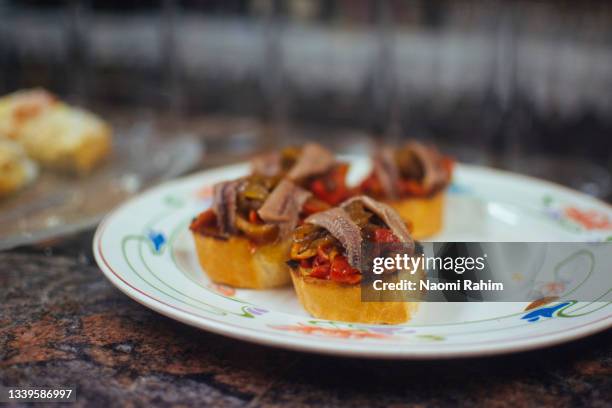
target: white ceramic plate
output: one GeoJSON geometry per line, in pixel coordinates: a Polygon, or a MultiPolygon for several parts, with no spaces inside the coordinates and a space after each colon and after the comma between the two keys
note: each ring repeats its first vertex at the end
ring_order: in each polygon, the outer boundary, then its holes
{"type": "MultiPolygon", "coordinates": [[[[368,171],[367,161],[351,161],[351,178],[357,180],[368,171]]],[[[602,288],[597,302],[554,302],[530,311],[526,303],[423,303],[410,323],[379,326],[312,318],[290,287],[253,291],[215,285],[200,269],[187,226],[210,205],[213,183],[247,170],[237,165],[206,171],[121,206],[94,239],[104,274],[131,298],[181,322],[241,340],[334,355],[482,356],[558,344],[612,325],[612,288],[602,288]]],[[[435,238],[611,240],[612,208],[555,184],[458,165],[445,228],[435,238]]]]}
══════
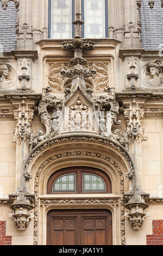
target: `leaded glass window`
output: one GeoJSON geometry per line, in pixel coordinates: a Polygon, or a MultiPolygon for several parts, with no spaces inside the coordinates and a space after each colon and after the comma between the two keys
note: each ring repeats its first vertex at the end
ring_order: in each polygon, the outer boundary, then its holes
══════
_STATED TASK:_ How many lines of the data above contain the string "target"? Case counts, and the reply should be the number alone.

_OUTPUT OF THE TASK:_ 2